Request:
In the records below, find the line containing "Target: bearded man", then copy that line and all lines after it, exactly, omitting every picture.

Point-based annotation data:
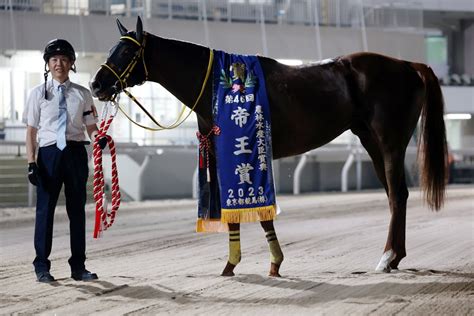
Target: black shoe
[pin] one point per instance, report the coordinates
(44, 277)
(84, 275)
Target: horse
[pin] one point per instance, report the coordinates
(379, 98)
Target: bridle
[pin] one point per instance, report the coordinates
(124, 76)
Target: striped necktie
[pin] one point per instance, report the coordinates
(62, 119)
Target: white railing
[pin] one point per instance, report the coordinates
(389, 14)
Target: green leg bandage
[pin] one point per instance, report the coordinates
(276, 256)
(234, 247)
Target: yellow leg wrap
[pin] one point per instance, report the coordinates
(234, 247)
(276, 255)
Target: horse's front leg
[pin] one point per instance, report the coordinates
(234, 249)
(276, 255)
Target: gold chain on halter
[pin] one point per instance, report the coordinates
(122, 78)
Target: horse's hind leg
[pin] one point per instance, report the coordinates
(390, 169)
(234, 249)
(395, 250)
(276, 255)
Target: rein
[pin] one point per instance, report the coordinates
(122, 79)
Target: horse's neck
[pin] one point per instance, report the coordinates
(178, 66)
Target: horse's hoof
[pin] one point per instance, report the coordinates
(384, 264)
(274, 270)
(227, 273)
(228, 270)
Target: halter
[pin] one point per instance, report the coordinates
(140, 53)
(122, 79)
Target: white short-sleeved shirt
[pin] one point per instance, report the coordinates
(43, 114)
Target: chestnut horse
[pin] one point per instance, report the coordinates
(380, 99)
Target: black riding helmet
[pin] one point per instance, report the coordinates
(57, 47)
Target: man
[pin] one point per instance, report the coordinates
(56, 114)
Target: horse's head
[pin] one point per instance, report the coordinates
(125, 66)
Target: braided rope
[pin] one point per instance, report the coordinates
(204, 147)
(103, 218)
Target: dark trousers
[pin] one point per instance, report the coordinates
(55, 168)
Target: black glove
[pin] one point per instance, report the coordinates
(103, 142)
(33, 173)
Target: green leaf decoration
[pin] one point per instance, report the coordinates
(250, 80)
(225, 80)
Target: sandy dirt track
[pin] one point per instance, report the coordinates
(152, 262)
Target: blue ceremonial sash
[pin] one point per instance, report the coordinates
(244, 188)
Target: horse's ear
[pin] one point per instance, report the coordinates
(139, 29)
(122, 28)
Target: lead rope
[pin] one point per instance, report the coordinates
(103, 218)
(204, 147)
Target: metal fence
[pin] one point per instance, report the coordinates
(345, 13)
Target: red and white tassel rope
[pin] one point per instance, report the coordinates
(103, 218)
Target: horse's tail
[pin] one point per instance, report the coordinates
(432, 146)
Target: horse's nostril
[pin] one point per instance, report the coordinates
(95, 86)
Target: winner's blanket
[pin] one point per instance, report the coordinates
(237, 186)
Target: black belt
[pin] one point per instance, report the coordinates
(73, 143)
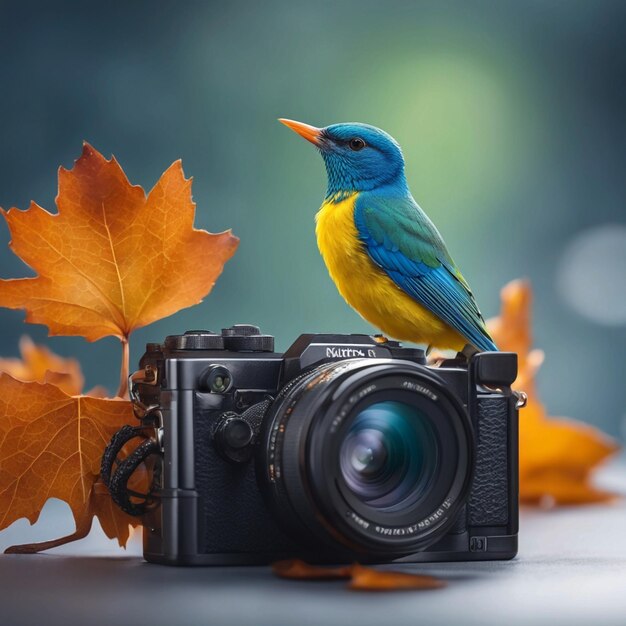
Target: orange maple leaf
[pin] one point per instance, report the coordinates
(557, 456)
(112, 259)
(51, 446)
(39, 364)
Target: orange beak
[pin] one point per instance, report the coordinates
(310, 133)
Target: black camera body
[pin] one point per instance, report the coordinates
(344, 448)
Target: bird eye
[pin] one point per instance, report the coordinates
(356, 144)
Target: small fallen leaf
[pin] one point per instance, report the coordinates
(557, 456)
(370, 579)
(40, 364)
(296, 569)
(50, 447)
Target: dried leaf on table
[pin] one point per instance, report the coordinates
(557, 455)
(361, 578)
(301, 570)
(50, 447)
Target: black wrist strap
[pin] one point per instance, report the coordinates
(117, 481)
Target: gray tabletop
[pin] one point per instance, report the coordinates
(571, 570)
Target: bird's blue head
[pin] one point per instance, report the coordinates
(358, 157)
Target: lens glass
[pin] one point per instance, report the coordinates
(389, 456)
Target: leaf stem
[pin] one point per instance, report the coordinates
(122, 392)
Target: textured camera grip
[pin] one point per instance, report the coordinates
(489, 499)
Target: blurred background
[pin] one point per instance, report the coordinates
(511, 116)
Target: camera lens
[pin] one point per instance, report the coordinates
(367, 457)
(389, 456)
(216, 379)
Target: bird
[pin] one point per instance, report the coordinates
(384, 254)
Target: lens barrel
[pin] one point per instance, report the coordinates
(372, 457)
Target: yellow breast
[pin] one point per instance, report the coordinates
(368, 289)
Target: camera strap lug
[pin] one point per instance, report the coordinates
(117, 481)
(149, 375)
(521, 399)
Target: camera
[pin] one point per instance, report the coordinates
(344, 448)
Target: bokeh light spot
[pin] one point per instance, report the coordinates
(592, 273)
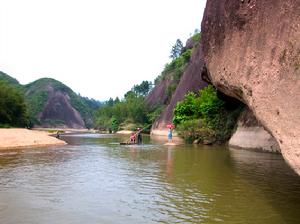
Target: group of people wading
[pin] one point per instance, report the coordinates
(136, 137)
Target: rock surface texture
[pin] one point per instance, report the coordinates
(191, 81)
(59, 107)
(250, 134)
(252, 52)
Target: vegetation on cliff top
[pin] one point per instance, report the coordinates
(13, 110)
(205, 117)
(36, 96)
(128, 113)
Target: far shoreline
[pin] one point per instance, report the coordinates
(18, 138)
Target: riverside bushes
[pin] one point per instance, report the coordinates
(204, 117)
(13, 110)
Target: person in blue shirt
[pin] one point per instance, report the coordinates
(170, 135)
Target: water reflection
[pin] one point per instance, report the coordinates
(96, 180)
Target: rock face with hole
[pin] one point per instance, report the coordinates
(251, 135)
(251, 51)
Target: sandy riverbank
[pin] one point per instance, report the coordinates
(22, 138)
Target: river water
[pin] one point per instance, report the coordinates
(95, 180)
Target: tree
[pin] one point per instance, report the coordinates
(176, 49)
(13, 110)
(143, 89)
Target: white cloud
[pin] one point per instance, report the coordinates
(98, 48)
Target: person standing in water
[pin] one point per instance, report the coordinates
(170, 135)
(139, 136)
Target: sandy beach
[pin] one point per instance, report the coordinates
(22, 138)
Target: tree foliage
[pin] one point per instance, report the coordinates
(13, 110)
(204, 116)
(176, 49)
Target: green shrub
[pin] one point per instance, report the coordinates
(13, 110)
(204, 117)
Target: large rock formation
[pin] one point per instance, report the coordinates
(252, 52)
(250, 134)
(190, 81)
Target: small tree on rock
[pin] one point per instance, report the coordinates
(176, 49)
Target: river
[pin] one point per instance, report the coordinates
(93, 179)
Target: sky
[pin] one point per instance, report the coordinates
(99, 48)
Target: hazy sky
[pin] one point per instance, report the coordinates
(98, 48)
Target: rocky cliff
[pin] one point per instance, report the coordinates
(190, 81)
(252, 52)
(250, 134)
(53, 104)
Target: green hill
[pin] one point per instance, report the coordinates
(50, 103)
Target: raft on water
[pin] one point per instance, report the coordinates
(127, 143)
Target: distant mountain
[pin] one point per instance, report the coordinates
(8, 79)
(53, 104)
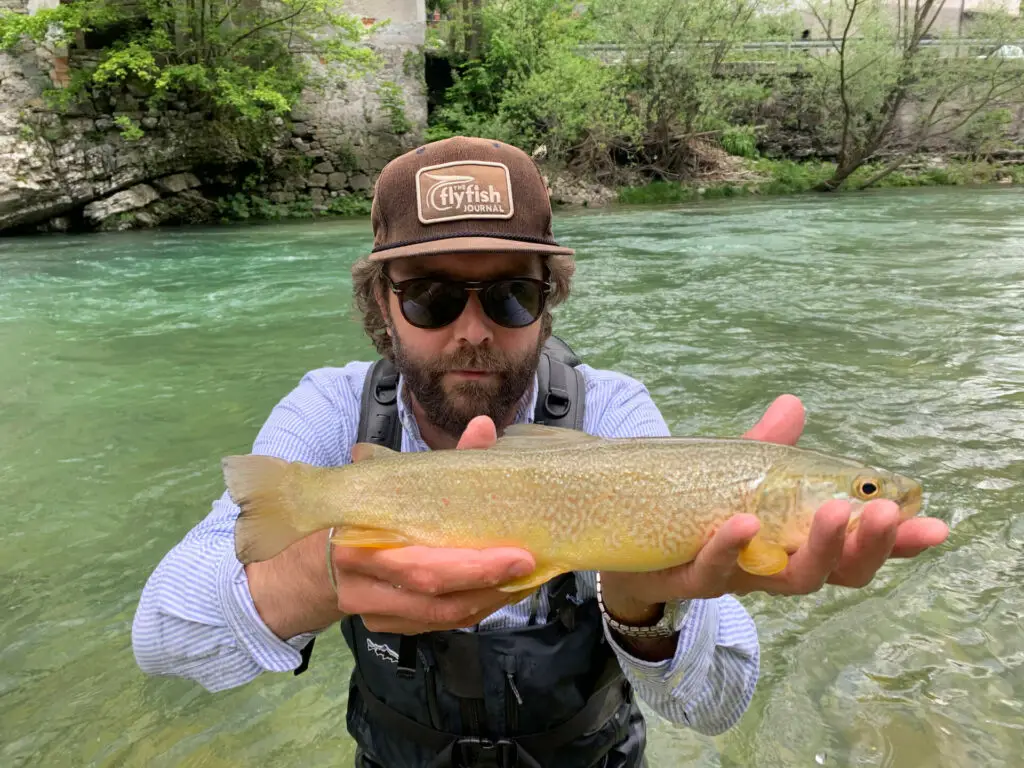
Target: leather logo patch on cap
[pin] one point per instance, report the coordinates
(463, 190)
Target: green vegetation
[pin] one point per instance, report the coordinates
(616, 89)
(242, 207)
(791, 177)
(233, 60)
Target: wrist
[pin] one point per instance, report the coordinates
(644, 630)
(292, 592)
(624, 605)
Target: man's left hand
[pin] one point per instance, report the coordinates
(829, 556)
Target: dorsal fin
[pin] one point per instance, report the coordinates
(542, 437)
(366, 451)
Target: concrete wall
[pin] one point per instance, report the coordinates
(947, 22)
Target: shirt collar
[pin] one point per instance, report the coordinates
(414, 439)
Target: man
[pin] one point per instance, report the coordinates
(457, 294)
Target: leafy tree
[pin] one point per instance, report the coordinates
(891, 83)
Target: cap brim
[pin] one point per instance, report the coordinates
(469, 245)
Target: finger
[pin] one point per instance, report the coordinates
(715, 565)
(919, 534)
(363, 595)
(479, 433)
(869, 547)
(437, 570)
(810, 565)
(782, 422)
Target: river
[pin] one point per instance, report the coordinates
(130, 364)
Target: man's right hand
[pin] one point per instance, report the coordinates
(425, 589)
(408, 590)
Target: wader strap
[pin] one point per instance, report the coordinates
(379, 414)
(560, 394)
(607, 697)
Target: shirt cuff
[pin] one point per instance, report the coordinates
(265, 648)
(682, 675)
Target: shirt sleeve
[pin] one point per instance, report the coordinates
(196, 616)
(709, 682)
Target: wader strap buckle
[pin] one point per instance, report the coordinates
(483, 752)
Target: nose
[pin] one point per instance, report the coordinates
(472, 327)
(910, 503)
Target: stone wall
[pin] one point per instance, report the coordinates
(76, 170)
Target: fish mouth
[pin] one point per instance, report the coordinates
(910, 502)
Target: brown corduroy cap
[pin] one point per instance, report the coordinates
(462, 195)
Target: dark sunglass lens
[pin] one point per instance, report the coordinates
(430, 303)
(513, 303)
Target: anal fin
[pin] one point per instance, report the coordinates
(353, 536)
(761, 558)
(530, 582)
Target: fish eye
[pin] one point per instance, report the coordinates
(867, 488)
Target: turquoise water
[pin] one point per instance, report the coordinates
(130, 364)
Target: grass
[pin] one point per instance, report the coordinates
(794, 177)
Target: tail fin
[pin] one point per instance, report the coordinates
(269, 513)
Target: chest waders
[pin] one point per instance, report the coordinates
(551, 693)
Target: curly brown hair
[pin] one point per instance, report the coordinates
(369, 278)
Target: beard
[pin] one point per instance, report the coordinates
(452, 409)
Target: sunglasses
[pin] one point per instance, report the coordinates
(433, 303)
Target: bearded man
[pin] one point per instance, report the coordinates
(457, 298)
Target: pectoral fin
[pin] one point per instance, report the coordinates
(542, 437)
(368, 538)
(534, 580)
(761, 558)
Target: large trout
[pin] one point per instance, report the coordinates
(576, 502)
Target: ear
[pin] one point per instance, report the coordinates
(382, 297)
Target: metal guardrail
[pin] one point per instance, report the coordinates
(806, 44)
(782, 51)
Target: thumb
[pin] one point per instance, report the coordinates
(782, 422)
(479, 433)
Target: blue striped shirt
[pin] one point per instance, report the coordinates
(197, 620)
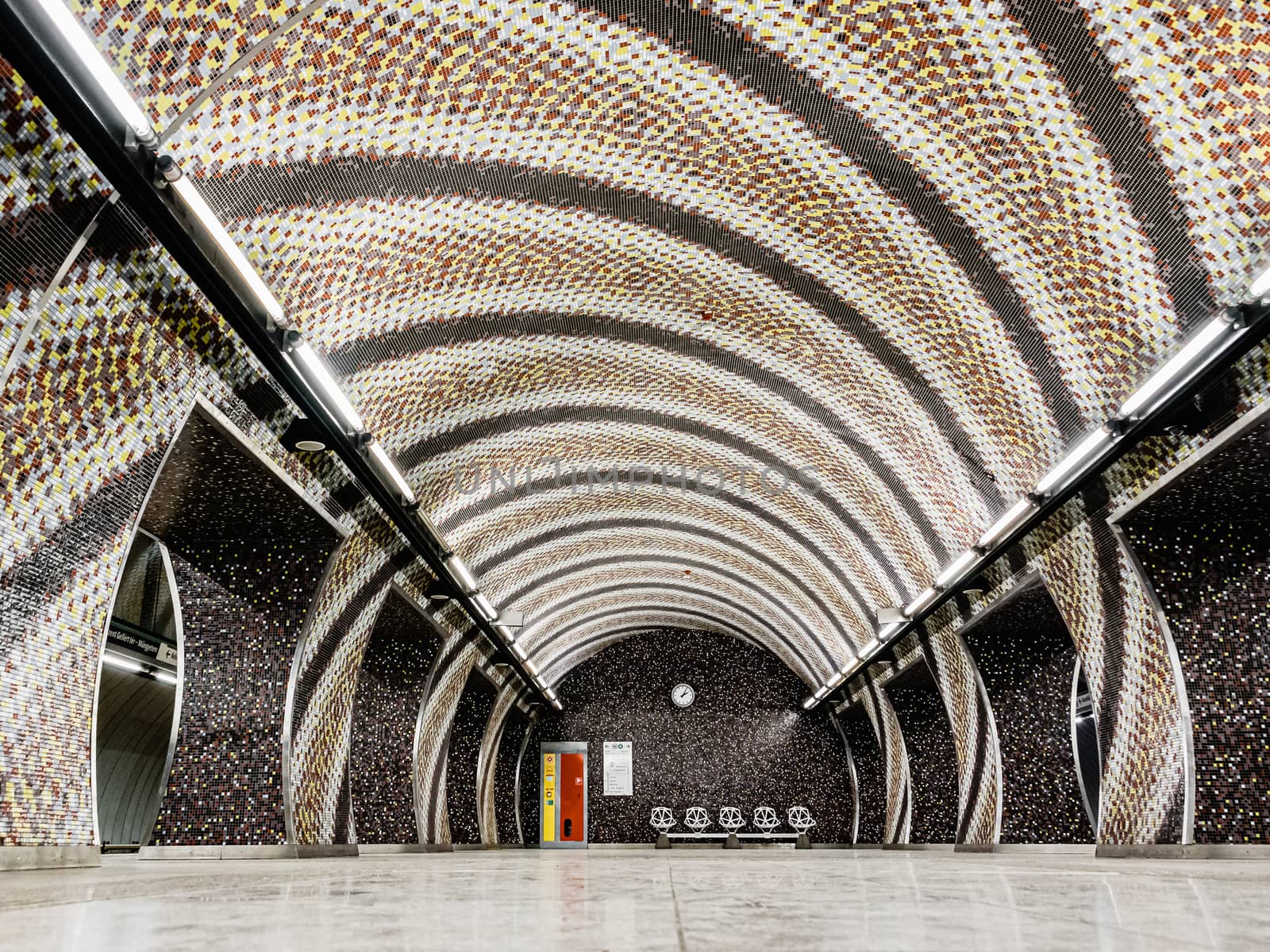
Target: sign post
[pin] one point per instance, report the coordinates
(619, 774)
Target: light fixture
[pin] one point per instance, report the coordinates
(1070, 463)
(122, 663)
(1006, 524)
(888, 630)
(385, 463)
(460, 574)
(1261, 286)
(958, 568)
(484, 607)
(101, 70)
(319, 378)
(196, 203)
(1155, 390)
(892, 615)
(918, 605)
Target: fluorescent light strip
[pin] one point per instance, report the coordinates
(484, 607)
(1077, 457)
(1178, 367)
(323, 382)
(921, 602)
(1003, 527)
(459, 573)
(133, 666)
(888, 630)
(958, 569)
(196, 203)
(387, 463)
(121, 663)
(95, 63)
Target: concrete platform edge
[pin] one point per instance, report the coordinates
(56, 857)
(1178, 850)
(285, 850)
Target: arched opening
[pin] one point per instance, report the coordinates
(137, 698)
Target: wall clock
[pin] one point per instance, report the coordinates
(683, 695)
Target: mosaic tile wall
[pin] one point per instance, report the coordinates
(658, 268)
(1026, 660)
(931, 754)
(114, 357)
(1204, 543)
(463, 758)
(391, 691)
(870, 777)
(248, 558)
(745, 742)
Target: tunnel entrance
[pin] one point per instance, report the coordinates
(228, 560)
(137, 697)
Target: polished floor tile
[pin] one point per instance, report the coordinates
(645, 900)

Task result:
Target: bearded man
[pin] one point per instance, report the coordinates
(457, 298)
Target: pectoral fin
[pin] one point per instance, report the coordinates
(542, 437)
(368, 538)
(534, 580)
(761, 558)
Target: large trout
[pin] one point per instance, report the coordinates
(576, 502)
Target: ear
[pin] one point per instance, report the coordinates
(382, 297)
Target: metal guardrail
[pin] one point per instance, report the coordinates
(806, 44)
(782, 51)
Target: thumb
[pin] one point per instance, report the coordinates
(782, 422)
(479, 433)
Target: blue striped shirt
[pin] one point per instance, report the coordinates
(197, 620)
Target: sign post
[pin] one point per instance, report the coordinates
(619, 774)
Target: light fixture
[pin] one point per instance, report the coordinates
(1070, 463)
(122, 663)
(1006, 524)
(888, 630)
(385, 463)
(460, 574)
(1261, 286)
(958, 568)
(484, 607)
(101, 70)
(319, 378)
(196, 203)
(1155, 390)
(892, 615)
(918, 605)
Target: fluorescent light strip
[pin] one point per instance, report the coordinates
(484, 607)
(1077, 457)
(1178, 367)
(323, 382)
(921, 602)
(1003, 527)
(459, 573)
(133, 666)
(888, 630)
(958, 569)
(196, 203)
(387, 463)
(121, 663)
(95, 63)
Target: concrete platform edge
[pin] one point per instance, report the coordinates
(56, 857)
(1178, 850)
(285, 850)
Target: arched opening
[pin] one point per instance, report the coordinates
(137, 698)
Target: wall clock
[pin] one point per instance, report the coordinates
(683, 695)
Target: mosaic tile wall
[pin] one point per instance, report the coordinates
(658, 268)
(1026, 660)
(931, 754)
(114, 357)
(1204, 543)
(463, 758)
(391, 691)
(870, 777)
(248, 558)
(745, 742)
Target: tunnel entrance
[pin] one point per instance, report the coordinates
(228, 560)
(137, 697)
Target: polished floor tile
[pin] one point per instance, report the coordinates
(645, 900)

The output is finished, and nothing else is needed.